Extracted information →
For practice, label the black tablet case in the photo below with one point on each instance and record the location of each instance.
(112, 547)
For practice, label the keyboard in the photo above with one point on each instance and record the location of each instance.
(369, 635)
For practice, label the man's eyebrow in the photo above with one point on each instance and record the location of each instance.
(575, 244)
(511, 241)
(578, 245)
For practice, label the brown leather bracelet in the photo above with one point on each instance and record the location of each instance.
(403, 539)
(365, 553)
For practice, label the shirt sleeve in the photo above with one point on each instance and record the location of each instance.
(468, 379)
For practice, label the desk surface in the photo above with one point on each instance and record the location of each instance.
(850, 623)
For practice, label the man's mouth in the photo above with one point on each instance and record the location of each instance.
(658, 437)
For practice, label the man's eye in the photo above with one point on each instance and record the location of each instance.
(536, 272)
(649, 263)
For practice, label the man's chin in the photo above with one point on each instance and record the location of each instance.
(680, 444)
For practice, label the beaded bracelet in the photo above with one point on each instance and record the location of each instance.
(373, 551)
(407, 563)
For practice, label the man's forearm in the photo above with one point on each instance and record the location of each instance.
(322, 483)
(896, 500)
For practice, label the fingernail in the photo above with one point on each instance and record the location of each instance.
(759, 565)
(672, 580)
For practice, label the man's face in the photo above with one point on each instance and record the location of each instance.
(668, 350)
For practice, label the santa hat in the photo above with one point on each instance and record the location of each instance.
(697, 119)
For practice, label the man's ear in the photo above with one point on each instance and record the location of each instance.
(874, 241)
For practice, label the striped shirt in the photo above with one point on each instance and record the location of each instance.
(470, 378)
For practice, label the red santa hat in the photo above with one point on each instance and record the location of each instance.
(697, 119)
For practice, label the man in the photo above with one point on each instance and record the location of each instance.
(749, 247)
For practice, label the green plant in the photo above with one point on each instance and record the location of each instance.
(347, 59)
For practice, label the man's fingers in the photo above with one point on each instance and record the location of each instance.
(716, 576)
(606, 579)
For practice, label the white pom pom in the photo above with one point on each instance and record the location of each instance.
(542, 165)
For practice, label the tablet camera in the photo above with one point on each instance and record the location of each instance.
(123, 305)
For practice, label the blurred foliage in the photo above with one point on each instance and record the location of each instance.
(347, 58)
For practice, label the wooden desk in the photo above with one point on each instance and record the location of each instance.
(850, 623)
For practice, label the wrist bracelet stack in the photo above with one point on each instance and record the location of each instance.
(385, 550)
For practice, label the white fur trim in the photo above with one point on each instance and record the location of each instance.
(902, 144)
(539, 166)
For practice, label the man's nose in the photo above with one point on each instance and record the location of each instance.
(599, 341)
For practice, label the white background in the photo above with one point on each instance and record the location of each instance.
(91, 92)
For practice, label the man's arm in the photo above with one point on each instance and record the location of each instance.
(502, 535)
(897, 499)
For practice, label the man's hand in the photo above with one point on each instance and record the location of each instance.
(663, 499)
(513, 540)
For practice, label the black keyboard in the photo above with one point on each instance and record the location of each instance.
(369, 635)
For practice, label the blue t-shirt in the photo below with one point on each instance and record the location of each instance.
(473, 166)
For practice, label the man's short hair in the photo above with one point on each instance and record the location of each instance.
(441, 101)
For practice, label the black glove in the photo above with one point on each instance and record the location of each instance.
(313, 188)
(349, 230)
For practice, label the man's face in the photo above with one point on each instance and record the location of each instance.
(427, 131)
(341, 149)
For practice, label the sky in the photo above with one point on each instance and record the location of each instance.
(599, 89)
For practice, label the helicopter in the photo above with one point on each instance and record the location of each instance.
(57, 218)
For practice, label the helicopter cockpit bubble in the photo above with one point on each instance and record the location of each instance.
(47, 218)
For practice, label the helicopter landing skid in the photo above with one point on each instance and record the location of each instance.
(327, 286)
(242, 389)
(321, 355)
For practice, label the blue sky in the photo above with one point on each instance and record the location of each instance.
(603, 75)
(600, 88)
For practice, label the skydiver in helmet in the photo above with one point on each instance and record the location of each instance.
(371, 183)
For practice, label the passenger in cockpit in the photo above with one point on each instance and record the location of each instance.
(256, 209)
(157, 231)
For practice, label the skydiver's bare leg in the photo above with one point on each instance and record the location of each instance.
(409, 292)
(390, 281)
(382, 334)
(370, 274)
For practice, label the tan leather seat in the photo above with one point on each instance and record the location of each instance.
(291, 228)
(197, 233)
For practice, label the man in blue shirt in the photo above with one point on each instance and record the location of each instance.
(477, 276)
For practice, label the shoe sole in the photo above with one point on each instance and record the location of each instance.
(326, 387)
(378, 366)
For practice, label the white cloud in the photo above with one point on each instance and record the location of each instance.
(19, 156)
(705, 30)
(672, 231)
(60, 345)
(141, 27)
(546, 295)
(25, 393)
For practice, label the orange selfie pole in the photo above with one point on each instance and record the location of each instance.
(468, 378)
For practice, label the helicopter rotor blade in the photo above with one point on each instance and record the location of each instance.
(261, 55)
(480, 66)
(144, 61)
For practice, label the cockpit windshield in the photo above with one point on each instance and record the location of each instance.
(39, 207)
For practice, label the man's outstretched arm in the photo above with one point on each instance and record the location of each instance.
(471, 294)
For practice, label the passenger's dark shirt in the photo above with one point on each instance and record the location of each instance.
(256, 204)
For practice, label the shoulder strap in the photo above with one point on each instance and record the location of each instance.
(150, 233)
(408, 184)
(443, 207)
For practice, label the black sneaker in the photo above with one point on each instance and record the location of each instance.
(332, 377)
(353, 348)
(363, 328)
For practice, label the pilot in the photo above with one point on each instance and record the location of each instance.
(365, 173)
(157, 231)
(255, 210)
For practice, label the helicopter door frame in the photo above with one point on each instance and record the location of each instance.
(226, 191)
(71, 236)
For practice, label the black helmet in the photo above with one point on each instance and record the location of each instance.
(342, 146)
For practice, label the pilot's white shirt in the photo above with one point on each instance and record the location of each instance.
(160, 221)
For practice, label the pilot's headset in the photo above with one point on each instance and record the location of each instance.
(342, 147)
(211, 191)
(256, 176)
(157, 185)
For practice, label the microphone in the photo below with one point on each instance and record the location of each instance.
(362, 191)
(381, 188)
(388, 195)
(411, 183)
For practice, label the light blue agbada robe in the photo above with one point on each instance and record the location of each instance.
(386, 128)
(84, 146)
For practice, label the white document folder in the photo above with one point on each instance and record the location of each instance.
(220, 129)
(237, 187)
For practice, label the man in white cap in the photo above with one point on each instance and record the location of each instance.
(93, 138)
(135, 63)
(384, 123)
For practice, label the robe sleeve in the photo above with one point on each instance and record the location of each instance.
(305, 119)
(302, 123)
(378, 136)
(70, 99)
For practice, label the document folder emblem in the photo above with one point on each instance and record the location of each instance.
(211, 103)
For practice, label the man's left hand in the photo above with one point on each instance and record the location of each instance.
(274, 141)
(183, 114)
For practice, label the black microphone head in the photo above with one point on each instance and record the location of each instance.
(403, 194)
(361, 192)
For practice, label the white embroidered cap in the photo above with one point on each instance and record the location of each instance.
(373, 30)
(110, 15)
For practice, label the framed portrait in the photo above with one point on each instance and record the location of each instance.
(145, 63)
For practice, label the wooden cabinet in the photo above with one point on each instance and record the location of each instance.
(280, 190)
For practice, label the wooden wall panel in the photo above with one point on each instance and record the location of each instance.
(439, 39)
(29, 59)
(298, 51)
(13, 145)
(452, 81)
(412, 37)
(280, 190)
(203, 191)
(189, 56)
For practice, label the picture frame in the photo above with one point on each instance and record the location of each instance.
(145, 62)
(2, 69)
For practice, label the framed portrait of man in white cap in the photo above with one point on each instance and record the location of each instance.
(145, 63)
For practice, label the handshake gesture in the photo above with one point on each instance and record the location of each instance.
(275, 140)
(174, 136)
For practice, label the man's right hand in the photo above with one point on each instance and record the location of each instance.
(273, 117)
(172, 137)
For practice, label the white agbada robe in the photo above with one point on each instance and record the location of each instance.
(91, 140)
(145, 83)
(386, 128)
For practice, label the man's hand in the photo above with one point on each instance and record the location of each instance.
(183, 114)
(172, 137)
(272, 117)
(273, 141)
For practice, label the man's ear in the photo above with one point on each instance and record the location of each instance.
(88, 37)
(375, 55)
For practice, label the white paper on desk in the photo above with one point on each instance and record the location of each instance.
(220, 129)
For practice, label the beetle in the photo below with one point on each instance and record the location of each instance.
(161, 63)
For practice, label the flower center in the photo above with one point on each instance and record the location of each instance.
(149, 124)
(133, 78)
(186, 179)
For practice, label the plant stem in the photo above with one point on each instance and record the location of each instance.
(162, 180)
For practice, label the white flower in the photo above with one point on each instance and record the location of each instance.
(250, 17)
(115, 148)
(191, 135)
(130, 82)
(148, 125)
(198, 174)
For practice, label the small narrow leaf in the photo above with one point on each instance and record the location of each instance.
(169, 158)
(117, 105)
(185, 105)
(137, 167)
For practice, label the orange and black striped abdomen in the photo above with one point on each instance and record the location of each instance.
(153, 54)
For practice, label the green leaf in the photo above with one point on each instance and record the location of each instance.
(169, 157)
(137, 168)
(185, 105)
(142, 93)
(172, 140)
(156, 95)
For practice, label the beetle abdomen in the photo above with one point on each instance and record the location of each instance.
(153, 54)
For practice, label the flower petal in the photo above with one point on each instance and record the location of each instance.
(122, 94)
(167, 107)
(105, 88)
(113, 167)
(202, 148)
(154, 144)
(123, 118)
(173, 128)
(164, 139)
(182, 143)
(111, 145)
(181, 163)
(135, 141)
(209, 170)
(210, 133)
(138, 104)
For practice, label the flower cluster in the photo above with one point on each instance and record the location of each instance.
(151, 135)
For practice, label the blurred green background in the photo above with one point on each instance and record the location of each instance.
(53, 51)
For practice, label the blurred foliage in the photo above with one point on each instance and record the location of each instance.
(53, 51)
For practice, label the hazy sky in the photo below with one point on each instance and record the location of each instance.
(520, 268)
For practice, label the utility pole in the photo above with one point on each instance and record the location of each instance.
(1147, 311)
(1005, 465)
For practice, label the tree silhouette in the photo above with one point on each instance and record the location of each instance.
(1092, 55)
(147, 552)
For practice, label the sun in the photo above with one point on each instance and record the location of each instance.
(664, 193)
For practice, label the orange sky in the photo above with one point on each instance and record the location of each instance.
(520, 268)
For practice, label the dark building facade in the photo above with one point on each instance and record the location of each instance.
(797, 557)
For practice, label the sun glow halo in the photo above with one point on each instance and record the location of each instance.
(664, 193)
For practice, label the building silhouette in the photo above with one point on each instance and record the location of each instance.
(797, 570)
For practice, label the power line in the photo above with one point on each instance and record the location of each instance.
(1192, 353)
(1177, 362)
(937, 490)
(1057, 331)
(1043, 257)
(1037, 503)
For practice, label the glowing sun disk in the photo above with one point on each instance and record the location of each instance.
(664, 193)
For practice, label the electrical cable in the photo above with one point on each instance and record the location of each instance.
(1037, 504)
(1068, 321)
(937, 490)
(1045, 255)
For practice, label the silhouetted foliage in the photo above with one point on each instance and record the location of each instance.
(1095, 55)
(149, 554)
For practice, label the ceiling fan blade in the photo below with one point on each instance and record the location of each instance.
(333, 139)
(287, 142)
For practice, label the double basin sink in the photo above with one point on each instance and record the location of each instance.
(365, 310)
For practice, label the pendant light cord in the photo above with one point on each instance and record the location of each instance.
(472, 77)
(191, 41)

Instructions for the task → Convert the lines of the material, starting at the line that contains "For practice, label the glowing" and ending at the last line of the material, into a JSON list of strings with one string per line. Leave out blank lines.

Exercise output →
[
  "For practice, label the glowing sun disk in the photo above with one point on each instance and record the location of each instance.",
  "(664, 193)",
  "For practice, label the electrical cable in the photo above with one point on each instance and record the location of each instance.",
  "(1037, 504)",
  "(1068, 321)",
  "(937, 490)",
  "(1045, 255)",
  "For practice, label the silhouetted foliage in the photo above with one point on each instance and record the location of each instance.",
  "(1095, 55)",
  "(149, 554)",
  "For practice, label the ceiling fan blade in the photo below with one point on each instance and record the location of each instance.",
  "(333, 139)",
  "(287, 142)",
  "For practice, label the double basin sink in the photo above with one point on each instance and record the location of each instance.",
  "(365, 310)",
  "For practice, label the pendant light cord in the photo above with one point on each instance and record the location of each instance.",
  "(472, 77)",
  "(191, 41)"
]